# You realize life is good when.....



## GaryFish (Sep 7, 2007)

You realize life is good when.....

Your 13 year old daughter can correctly spell Ledoux, but not Bieber.


----------



## Moostickles (Mar 11, 2010)

...your two year old can name every kind of animal on the wall at Cabela's.


----------



## Mr Muleskinner (Feb 14, 2012)

when your son turns down time with friends to hang out with Dad.


----------



## stimmie78 (Dec 8, 2007)

Your 6 year old daughter knows summer is for fishing and winter is for hunting... And the big black gun(shotgun) is for grouse and the little black gun(.22) is for rabbits. And the "cabelas gun" (sks) is her favorite to pull the trigger on...


----------



## Chaser (Sep 28, 2007)

You find yourself completely enamored with the little version of you that is sleeping on your lap.
[attachment=0:2m1bfqmv]devnet.jpg[/attachment:2m1bfqmv]


----------



## Bax* (Dec 14, 2008)

When your three year old daughter wants to come down stairs and reload with you. She is pretty good at cleaning primer pockets!

++++++

— Given request 1 —
Extract the records from the line with "Q: Give the pixel coordinates of a point on the lip" through the end of the records, and reproduce each line unchanged.
The forum thread and the records were taken from unrelated sources.

++++++

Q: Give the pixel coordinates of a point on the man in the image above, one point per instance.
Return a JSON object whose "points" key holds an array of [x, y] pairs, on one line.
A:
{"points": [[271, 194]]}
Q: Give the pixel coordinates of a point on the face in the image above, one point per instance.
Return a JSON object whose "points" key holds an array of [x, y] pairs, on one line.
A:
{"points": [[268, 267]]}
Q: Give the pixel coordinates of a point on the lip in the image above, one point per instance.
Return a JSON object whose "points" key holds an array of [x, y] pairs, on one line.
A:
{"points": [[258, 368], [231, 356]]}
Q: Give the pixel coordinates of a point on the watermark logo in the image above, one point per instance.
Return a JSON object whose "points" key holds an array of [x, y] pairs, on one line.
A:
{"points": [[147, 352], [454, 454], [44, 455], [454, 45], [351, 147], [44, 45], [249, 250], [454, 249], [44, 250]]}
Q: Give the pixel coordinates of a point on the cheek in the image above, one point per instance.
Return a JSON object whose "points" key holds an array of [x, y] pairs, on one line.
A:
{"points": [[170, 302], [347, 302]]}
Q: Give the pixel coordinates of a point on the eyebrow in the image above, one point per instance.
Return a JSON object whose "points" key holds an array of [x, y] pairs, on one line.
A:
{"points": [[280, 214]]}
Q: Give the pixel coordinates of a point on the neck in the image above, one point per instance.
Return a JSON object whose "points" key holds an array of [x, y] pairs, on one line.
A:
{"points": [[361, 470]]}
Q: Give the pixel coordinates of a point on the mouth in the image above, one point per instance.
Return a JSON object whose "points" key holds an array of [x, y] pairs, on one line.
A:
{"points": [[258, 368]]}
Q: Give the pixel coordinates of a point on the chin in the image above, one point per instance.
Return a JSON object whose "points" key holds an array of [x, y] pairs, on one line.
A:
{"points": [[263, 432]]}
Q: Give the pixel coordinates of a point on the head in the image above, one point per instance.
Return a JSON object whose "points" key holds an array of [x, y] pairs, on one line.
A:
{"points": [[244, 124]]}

++++++

— Given request 2 —
Answer these questions about the forum thread:
(a) In GaryFish's post, which name can the 13 year old daughter spell correctly?
(b) According to stimmie78's post, which gun is for rabbits?
(c) In Bax*'s post, what is the three year old daughter pretty good at cleaning?

— Written response 1 —
Q: Give the pixel coordinates of a point on the lip in the image above, one point per instance.
Return a JSON object whose "points" key holds an array of [x, y] pairs, on one line.
A:
{"points": [[258, 368], [231, 356]]}
Q: Give the pixel coordinates of a point on the watermark logo in the image above, one point per instance.
Return a JSON object whose "points" key holds an array of [x, y] pairs, on one line.
A:
{"points": [[147, 352], [454, 454], [44, 455], [454, 45], [351, 147], [44, 45], [249, 250], [454, 249], [44, 250]]}
Q: Give the pixel coordinates of a point on the cheek in the image above, one point per instance.
Return a JSON object whose "points" key holds an array of [x, y] pairs, on one line.
A:
{"points": [[170, 302], [347, 302]]}
Q: Give the pixel coordinates of a point on the eyebrow in the image above, one point per instance.
Return a JSON object whose "points" key holds an array of [x, y] pairs, on one line.
A:
{"points": [[280, 214]]}
Q: Give the pixel coordinates of a point on the neck in the image above, one point per instance.
Return a JSON object whose "points" key holds an array of [x, y] pairs, on one line.
A:
{"points": [[361, 470]]}
Q: Give the pixel coordinates of a point on the mouth in the image above, one point per instance.
Return a JSON object whose "points" key holds an array of [x, y] pairs, on one line.
A:
{"points": [[258, 368]]}
Q: Give the pixel coordinates of a point on the chin in the image above, one point per instance.
Return a JSON object whose "points" key holds an array of [x, y] pairs, on one line.
A:
{"points": [[263, 432]]}
Q: Give the pixel coordinates of a point on the head in the image above, one point per instance.
Return a JSON object whose "points" key holds an array of [x, y] pairs, on one line.
A:
{"points": [[244, 124]]}

— Written response 2 —
(a) Ledoux
(b) The little black gun (.22)
(c) Primer pockets